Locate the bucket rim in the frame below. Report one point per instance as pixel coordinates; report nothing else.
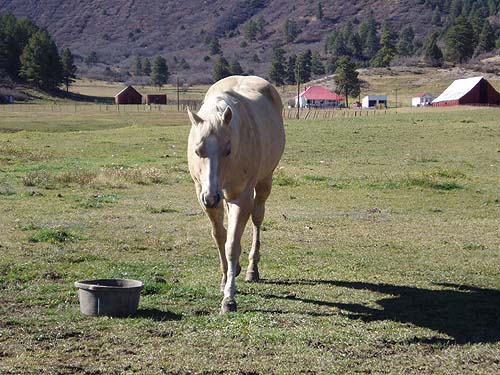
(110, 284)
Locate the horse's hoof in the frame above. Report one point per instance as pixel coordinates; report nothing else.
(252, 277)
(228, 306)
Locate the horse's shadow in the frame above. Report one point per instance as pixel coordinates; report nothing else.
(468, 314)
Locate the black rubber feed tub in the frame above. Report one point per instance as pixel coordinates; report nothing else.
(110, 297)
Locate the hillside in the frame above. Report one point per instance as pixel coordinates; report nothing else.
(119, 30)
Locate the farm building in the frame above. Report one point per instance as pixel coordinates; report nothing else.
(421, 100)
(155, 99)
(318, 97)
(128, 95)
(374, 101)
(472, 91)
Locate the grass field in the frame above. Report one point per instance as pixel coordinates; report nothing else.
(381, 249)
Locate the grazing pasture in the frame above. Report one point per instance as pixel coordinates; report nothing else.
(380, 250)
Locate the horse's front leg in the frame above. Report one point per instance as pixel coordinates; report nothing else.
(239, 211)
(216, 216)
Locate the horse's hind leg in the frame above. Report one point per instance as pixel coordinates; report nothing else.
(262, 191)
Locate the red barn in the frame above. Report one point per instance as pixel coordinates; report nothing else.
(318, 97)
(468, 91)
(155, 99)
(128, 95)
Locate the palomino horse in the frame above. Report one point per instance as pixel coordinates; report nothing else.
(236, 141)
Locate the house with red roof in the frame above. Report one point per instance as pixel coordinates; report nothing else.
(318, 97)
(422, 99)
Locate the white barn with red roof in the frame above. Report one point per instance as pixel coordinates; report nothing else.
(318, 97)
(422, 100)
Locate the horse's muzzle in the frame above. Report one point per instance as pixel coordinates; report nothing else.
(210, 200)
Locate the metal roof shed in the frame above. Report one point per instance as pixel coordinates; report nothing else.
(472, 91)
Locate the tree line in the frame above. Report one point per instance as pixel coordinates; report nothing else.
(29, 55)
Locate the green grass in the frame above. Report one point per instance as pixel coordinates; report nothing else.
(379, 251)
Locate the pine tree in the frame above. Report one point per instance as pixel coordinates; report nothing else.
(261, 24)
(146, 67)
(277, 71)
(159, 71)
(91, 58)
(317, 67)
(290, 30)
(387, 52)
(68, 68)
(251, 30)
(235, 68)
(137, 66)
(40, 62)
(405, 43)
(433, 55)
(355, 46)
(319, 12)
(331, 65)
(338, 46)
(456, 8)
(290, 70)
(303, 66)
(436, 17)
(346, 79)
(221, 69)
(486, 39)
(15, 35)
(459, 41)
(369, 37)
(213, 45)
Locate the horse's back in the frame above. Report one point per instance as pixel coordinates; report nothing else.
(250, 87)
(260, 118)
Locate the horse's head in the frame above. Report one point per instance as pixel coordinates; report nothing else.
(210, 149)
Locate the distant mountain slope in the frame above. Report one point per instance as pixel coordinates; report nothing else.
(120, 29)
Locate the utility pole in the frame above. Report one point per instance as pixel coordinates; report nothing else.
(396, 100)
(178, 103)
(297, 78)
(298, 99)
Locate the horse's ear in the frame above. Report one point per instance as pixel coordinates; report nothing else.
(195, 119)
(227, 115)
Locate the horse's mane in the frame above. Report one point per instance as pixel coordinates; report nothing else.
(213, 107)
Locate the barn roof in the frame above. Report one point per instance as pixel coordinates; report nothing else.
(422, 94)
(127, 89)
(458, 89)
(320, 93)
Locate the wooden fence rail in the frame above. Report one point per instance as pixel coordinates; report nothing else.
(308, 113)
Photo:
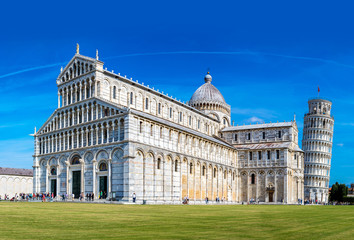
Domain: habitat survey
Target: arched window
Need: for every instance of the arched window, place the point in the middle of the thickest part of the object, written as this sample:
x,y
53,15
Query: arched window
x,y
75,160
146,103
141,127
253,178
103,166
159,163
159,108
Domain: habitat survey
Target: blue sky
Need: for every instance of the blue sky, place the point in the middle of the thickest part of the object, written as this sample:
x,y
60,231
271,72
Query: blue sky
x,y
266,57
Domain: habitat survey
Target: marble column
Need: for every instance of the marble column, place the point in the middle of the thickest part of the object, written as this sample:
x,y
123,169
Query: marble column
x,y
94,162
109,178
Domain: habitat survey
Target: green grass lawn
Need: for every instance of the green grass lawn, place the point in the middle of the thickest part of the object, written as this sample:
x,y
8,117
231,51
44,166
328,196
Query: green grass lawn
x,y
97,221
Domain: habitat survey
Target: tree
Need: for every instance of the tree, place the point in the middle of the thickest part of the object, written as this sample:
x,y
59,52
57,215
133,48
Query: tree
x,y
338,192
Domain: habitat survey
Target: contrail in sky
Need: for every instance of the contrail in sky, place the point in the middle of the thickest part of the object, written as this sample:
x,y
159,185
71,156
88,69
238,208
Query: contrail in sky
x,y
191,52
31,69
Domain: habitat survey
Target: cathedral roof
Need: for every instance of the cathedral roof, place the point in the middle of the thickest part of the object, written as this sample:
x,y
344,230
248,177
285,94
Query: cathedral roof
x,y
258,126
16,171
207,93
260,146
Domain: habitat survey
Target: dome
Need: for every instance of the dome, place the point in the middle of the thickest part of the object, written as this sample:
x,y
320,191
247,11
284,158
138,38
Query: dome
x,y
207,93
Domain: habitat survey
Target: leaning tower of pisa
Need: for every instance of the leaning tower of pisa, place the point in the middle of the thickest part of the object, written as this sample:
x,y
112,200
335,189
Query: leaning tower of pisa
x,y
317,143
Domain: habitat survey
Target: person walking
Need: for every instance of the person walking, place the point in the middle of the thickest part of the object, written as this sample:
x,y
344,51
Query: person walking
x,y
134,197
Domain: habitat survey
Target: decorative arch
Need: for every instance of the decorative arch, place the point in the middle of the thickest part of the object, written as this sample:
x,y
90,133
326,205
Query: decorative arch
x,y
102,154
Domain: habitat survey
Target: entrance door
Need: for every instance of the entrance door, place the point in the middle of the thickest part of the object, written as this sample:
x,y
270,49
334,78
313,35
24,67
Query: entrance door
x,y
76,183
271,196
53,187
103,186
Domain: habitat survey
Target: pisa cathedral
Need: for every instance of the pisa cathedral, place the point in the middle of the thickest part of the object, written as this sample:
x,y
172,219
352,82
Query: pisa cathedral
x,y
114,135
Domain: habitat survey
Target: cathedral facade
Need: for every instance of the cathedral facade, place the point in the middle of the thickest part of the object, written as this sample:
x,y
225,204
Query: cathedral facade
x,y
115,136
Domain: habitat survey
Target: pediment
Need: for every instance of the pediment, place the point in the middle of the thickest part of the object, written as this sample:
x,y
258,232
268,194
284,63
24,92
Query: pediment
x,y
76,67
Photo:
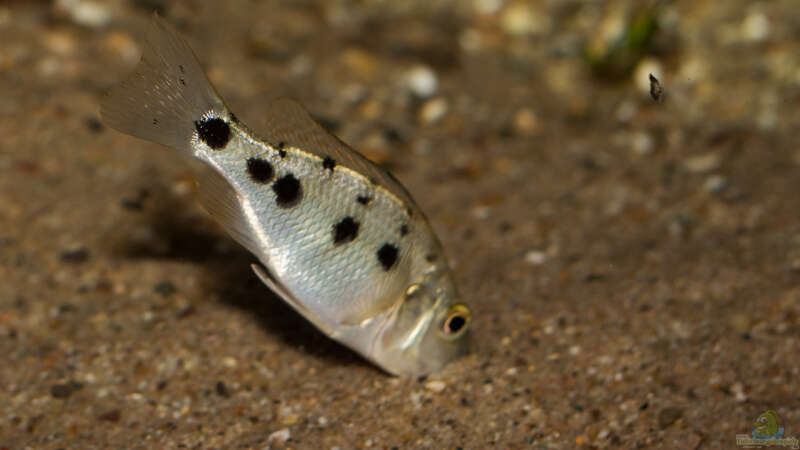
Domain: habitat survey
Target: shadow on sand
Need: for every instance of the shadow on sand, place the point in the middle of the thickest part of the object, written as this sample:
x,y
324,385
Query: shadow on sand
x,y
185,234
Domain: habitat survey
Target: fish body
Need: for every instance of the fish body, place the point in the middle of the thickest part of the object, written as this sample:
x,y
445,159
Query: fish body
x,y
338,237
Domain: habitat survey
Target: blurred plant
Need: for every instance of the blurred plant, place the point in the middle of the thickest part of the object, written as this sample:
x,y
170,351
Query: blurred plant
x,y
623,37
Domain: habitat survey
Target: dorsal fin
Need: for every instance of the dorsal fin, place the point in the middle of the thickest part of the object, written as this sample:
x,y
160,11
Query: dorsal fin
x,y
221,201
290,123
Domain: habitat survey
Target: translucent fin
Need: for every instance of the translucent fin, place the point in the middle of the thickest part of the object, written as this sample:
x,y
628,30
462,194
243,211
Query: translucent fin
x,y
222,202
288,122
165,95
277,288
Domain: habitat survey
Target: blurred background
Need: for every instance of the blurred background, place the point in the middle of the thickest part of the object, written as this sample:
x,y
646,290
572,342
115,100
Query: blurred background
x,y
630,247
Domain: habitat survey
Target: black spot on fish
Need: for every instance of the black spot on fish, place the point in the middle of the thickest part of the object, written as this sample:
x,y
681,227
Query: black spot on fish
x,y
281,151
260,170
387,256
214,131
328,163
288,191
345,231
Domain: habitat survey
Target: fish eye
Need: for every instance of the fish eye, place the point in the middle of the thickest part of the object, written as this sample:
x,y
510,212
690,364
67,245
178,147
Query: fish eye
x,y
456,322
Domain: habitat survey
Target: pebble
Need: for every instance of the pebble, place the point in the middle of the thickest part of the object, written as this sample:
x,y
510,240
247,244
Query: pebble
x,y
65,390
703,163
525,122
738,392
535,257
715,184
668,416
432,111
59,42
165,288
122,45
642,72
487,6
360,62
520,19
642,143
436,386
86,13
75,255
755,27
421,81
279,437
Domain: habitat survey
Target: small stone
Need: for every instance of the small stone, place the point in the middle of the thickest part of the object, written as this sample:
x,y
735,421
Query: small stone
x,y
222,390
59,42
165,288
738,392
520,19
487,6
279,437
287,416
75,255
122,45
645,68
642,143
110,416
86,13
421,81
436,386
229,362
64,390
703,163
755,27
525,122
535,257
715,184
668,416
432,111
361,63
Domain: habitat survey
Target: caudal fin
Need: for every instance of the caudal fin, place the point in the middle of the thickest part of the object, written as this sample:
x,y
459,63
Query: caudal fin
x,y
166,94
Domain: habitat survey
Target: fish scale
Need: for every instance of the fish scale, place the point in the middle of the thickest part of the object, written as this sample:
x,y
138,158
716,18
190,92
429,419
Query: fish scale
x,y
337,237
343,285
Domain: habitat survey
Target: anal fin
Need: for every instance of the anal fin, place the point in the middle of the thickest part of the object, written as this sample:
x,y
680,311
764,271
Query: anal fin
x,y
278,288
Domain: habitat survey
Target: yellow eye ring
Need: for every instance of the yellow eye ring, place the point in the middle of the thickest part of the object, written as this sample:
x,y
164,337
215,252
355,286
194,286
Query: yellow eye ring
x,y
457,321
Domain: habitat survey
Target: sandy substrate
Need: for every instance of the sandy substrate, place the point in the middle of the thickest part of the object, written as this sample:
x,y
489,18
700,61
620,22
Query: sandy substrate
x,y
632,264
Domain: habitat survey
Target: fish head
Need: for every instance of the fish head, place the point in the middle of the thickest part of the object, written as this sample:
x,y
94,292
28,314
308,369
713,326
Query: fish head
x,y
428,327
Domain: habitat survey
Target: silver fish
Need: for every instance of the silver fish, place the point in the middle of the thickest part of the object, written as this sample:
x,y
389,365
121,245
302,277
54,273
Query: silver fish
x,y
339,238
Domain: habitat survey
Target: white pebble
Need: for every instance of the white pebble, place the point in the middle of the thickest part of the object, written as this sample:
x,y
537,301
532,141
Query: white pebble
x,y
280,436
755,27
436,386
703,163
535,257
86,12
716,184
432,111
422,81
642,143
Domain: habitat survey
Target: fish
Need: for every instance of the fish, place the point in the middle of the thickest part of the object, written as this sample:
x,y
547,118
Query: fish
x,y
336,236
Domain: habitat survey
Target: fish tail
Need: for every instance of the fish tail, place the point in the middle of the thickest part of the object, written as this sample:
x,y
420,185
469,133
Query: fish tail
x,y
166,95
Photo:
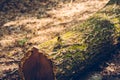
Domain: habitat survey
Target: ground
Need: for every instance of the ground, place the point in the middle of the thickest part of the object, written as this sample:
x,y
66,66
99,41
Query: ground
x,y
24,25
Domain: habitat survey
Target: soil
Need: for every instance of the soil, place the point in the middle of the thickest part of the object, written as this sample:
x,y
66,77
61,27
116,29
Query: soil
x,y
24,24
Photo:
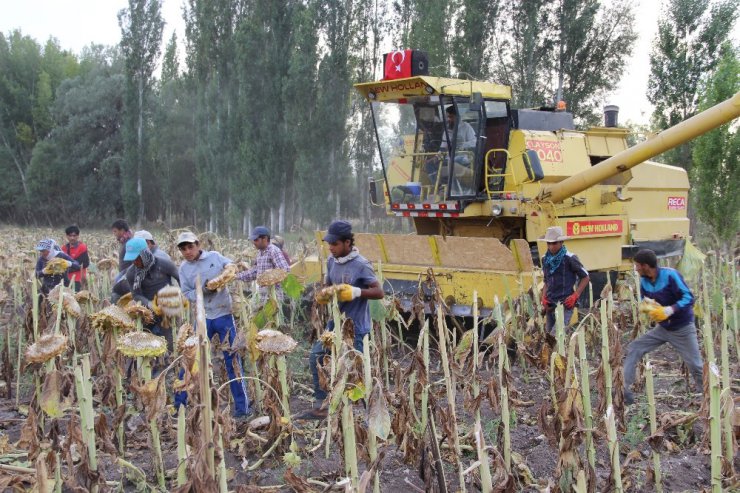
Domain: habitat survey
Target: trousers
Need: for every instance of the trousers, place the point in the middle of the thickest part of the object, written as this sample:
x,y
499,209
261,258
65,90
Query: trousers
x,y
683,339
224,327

#### WHAT IS BEING ASKED
Beginning with the line that contains "Query: anal fin" and ending with the line that contains "Target: trousers", reproduce the listing exactly, pictures excluded.

#### PROBLEM SOLUTION
Query: anal fin
x,y
278,288
Domain: habitat survey
Target: yellow eye ring
Need: for every instance of the yellow eye ring, place the point in the middle of the thickest part of the object, written as this sample:
x,y
164,337
215,252
355,286
194,286
Query: yellow eye ring
x,y
457,321
Domain: habitat survey
Target: sandy substrate
Need: for every instance of the sandy substrate, place the point in the middle of the thickest part of the object, written as this sample:
x,y
489,18
700,61
620,22
Query: sandy substrate
x,y
632,264
Domain: habitat survey
Target: fish head
Need: for every instance of the fish head, place the point in the middle of the thickest part of the object, written as this sample:
x,y
94,292
28,314
308,369
713,326
Query: fish head
x,y
428,327
Domain: habitat survey
Target: silver fish
Need: for every instance of the silver fish, place the point in the middle of the thickest part of the object, written as this sample:
x,y
389,365
121,245
302,277
54,273
Query: silver fish
x,y
339,238
Domain: habitat survey
Target: white pebble
Need: for every instance of the white pebble, place the point in the middle of the thickest part of the object, written as this sample:
x,y
537,301
532,141
Query: white pebble
x,y
280,436
755,27
436,386
703,163
535,257
86,12
716,184
432,111
422,81
642,143
Domain: habitat survey
Target: fish
Need: for every instance of the fish, place the point in the middle of the thickest part of the object, written as this sample:
x,y
547,118
Query: fish
x,y
336,236
Domain: habitat survey
Target: fish tail
Need: for every instance of the fish tail, place the point in the middle of the thickest part of the object, written as this sample:
x,y
420,185
469,133
Query: fish tail
x,y
166,95
Photo:
Domain: habitat survey
Target: ground
Need: for every instance of the ground, place the point in the middle of the thickest part of the object, written as this sample:
x,y
66,66
99,41
Query: ground
x,y
24,25
Domain: habitat survey
Target: soil
Need: for every instance of the soil, place the point in the middle of the thickest part of the object, written as this sample:
x,y
66,77
61,27
116,29
Query: soil
x,y
24,24
Photo:
Domain: habitat survey
Target: trousers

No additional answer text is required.